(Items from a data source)
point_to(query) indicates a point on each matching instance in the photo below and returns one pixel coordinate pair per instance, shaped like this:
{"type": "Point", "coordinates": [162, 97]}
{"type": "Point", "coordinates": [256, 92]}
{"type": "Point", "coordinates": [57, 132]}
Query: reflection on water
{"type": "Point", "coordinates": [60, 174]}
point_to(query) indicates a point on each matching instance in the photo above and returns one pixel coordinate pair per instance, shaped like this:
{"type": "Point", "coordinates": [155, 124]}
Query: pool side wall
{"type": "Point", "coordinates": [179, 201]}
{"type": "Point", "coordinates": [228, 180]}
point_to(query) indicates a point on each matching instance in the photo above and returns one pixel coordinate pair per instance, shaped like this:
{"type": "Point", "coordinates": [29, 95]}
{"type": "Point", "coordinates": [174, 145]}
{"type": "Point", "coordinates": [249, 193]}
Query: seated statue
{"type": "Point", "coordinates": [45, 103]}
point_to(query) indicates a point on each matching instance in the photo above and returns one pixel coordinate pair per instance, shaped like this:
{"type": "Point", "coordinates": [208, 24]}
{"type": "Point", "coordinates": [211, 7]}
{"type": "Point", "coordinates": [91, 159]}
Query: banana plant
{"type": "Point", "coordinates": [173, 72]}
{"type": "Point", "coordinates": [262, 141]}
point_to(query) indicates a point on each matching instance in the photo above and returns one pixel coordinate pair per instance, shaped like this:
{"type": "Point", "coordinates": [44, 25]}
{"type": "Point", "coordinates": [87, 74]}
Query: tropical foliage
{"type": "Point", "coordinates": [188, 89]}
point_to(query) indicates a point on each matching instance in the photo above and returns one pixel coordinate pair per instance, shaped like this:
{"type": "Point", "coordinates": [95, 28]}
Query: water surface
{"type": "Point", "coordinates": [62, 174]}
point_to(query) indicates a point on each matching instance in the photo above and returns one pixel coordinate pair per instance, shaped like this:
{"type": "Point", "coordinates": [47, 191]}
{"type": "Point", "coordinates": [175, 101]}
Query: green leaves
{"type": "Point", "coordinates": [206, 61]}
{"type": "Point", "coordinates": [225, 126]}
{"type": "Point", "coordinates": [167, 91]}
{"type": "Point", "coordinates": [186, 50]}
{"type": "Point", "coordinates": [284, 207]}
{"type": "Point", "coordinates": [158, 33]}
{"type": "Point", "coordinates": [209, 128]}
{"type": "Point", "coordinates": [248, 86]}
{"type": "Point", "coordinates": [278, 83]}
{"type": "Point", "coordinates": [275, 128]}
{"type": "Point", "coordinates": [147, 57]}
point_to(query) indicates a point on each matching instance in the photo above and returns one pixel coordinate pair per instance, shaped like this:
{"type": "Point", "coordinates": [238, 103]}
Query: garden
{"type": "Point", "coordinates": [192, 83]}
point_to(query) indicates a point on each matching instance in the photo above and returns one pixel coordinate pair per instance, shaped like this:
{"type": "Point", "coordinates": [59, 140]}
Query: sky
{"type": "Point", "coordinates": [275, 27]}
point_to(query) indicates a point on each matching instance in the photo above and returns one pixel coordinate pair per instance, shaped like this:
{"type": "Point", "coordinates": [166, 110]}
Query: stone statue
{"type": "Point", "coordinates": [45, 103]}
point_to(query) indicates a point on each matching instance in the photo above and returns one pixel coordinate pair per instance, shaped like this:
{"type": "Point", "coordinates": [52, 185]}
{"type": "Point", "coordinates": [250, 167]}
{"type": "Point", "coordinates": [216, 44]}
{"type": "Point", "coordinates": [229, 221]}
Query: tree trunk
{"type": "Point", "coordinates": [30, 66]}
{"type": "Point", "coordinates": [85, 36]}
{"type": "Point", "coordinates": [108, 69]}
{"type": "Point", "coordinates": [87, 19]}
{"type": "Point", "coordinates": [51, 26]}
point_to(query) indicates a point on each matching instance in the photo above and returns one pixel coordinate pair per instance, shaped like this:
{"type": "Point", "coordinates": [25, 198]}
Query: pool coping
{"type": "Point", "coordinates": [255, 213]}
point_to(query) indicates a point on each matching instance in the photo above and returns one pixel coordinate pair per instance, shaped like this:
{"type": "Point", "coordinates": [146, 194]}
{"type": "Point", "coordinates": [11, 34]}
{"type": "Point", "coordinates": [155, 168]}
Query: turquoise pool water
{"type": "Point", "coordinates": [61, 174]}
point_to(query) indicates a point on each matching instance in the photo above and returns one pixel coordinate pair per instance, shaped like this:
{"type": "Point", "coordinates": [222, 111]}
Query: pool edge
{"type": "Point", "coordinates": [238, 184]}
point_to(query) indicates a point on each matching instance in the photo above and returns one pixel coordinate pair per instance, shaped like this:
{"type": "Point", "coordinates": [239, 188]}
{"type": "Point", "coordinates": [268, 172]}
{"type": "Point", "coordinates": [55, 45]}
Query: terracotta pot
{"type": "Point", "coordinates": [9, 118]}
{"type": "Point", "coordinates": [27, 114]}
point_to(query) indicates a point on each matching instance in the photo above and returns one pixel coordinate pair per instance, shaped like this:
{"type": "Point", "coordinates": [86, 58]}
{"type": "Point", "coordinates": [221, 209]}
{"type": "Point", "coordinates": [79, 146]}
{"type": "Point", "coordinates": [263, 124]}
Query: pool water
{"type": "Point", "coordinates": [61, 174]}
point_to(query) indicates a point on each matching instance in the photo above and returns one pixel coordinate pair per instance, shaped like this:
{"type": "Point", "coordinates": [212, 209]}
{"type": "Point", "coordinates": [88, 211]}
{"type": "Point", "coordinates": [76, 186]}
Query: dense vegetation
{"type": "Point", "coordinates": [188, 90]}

PROBLEM DESCRIPTION - I'd like every record written out exactly as given.

ANSWER AREA -
point_to(query) indicates a point on each matching instance in the photo below and returns one pixel coordinate pair per instance, shaped like this:
{"type": "Point", "coordinates": [162, 97]}
{"type": "Point", "coordinates": [256, 92]}
{"type": "Point", "coordinates": [57, 132]}
Query: reflection on water
{"type": "Point", "coordinates": [60, 174]}
point_to(query) indicates a point on each matching instance in the photo above and returns one pixel coordinate pair per instance, shaped like this:
{"type": "Point", "coordinates": [155, 124]}
Query: pool side wall
{"type": "Point", "coordinates": [179, 201]}
{"type": "Point", "coordinates": [228, 180]}
point_to(query) indicates a point on each matching instance in the photo above and returns one pixel coordinate pair per instance, shaped like this:
{"type": "Point", "coordinates": [29, 95]}
{"type": "Point", "coordinates": [174, 145]}
{"type": "Point", "coordinates": [249, 193]}
Query: seated statue
{"type": "Point", "coordinates": [45, 103]}
point_to(query) indicates a point on each matching instance in the photo above and returns one pixel coordinate pair per instance, shaped like this:
{"type": "Point", "coordinates": [208, 24]}
{"type": "Point", "coordinates": [211, 7]}
{"type": "Point", "coordinates": [91, 159]}
Query: banana plant
{"type": "Point", "coordinates": [173, 72]}
{"type": "Point", "coordinates": [262, 141]}
point_to(query) indicates a point on each matching instance in the photo above and returns one pixel coordinate pair per instance, shaped like this:
{"type": "Point", "coordinates": [44, 25]}
{"type": "Point", "coordinates": [87, 74]}
Query: tropical foliage
{"type": "Point", "coordinates": [188, 89]}
point_to(query) indicates a point on each matching instance in the photo above and returns one pixel coordinate pair per instance, shaped like this:
{"type": "Point", "coordinates": [95, 28]}
Query: water surface
{"type": "Point", "coordinates": [62, 174]}
point_to(query) indicates a point on each matching instance in the photo above and returns one pixel coordinate pair per instance, shaped like this:
{"type": "Point", "coordinates": [47, 191]}
{"type": "Point", "coordinates": [175, 101]}
Query: green leaves
{"type": "Point", "coordinates": [206, 61]}
{"type": "Point", "coordinates": [225, 126]}
{"type": "Point", "coordinates": [167, 91]}
{"type": "Point", "coordinates": [186, 50]}
{"type": "Point", "coordinates": [284, 207]}
{"type": "Point", "coordinates": [158, 33]}
{"type": "Point", "coordinates": [209, 128]}
{"type": "Point", "coordinates": [248, 86]}
{"type": "Point", "coordinates": [278, 83]}
{"type": "Point", "coordinates": [275, 128]}
{"type": "Point", "coordinates": [147, 57]}
point_to(query) indicates a point on each matching instance in the photo above and returns one pixel coordinate pair per instance, shaped like this:
{"type": "Point", "coordinates": [238, 103]}
Query: garden
{"type": "Point", "coordinates": [192, 83]}
point_to(query) indicates a point on each matching instance in the photo above and returns one pixel coordinate pair per instance, shaped like this:
{"type": "Point", "coordinates": [59, 140]}
Query: sky
{"type": "Point", "coordinates": [275, 27]}
point_to(query) indicates a point on each matching instance in the photo above and returns one pixel coordinate pair per instance, shaped like this:
{"type": "Point", "coordinates": [166, 110]}
Query: stone statue
{"type": "Point", "coordinates": [45, 103]}
point_to(query) indicates a point on each matching instance in the photo above and returns one pixel coordinate pair per instance, shaped like this:
{"type": "Point", "coordinates": [52, 185]}
{"type": "Point", "coordinates": [250, 167]}
{"type": "Point", "coordinates": [216, 44]}
{"type": "Point", "coordinates": [229, 221]}
Query: tree trunk
{"type": "Point", "coordinates": [30, 66]}
{"type": "Point", "coordinates": [85, 36]}
{"type": "Point", "coordinates": [108, 69]}
{"type": "Point", "coordinates": [87, 19]}
{"type": "Point", "coordinates": [51, 26]}
point_to(query) indicates a point on each matching instance in the photo above and returns one pixel coordinate pair per instance, shaped like this:
{"type": "Point", "coordinates": [25, 198]}
Query: pool coping
{"type": "Point", "coordinates": [255, 213]}
point_to(query) indicates a point on each matching instance in the photo above and returns one pixel coordinate pair per instance, shaped like this:
{"type": "Point", "coordinates": [146, 194]}
{"type": "Point", "coordinates": [11, 34]}
{"type": "Point", "coordinates": [155, 168]}
Query: turquoise pool water
{"type": "Point", "coordinates": [61, 174]}
point_to(query) indicates a point on each matching instance in the photo above and returns one pixel coordinate pair per instance, shaped like this:
{"type": "Point", "coordinates": [222, 111]}
Query: pool edge
{"type": "Point", "coordinates": [238, 184]}
point_to(query) indicates a point on each matching instance in the photo above and returns one pixel coordinate pair per instance, shaped like this:
{"type": "Point", "coordinates": [239, 188]}
{"type": "Point", "coordinates": [268, 172]}
{"type": "Point", "coordinates": [55, 45]}
Query: terracotta pot
{"type": "Point", "coordinates": [9, 118]}
{"type": "Point", "coordinates": [27, 114]}
point_to(query) indicates a point on each matching instance in the photo above and returns one pixel coordinate pair per instance, shaped like this:
{"type": "Point", "coordinates": [86, 58]}
{"type": "Point", "coordinates": [221, 209]}
{"type": "Point", "coordinates": [79, 146]}
{"type": "Point", "coordinates": [263, 124]}
Query: pool water
{"type": "Point", "coordinates": [61, 174]}
point_to(query) indicates a point on each matching instance in the photo above and returns one pixel coordinate pair per instance, shaped like this:
{"type": "Point", "coordinates": [212, 209]}
{"type": "Point", "coordinates": [88, 211]}
{"type": "Point", "coordinates": [76, 186]}
Query: dense vegetation
{"type": "Point", "coordinates": [188, 90]}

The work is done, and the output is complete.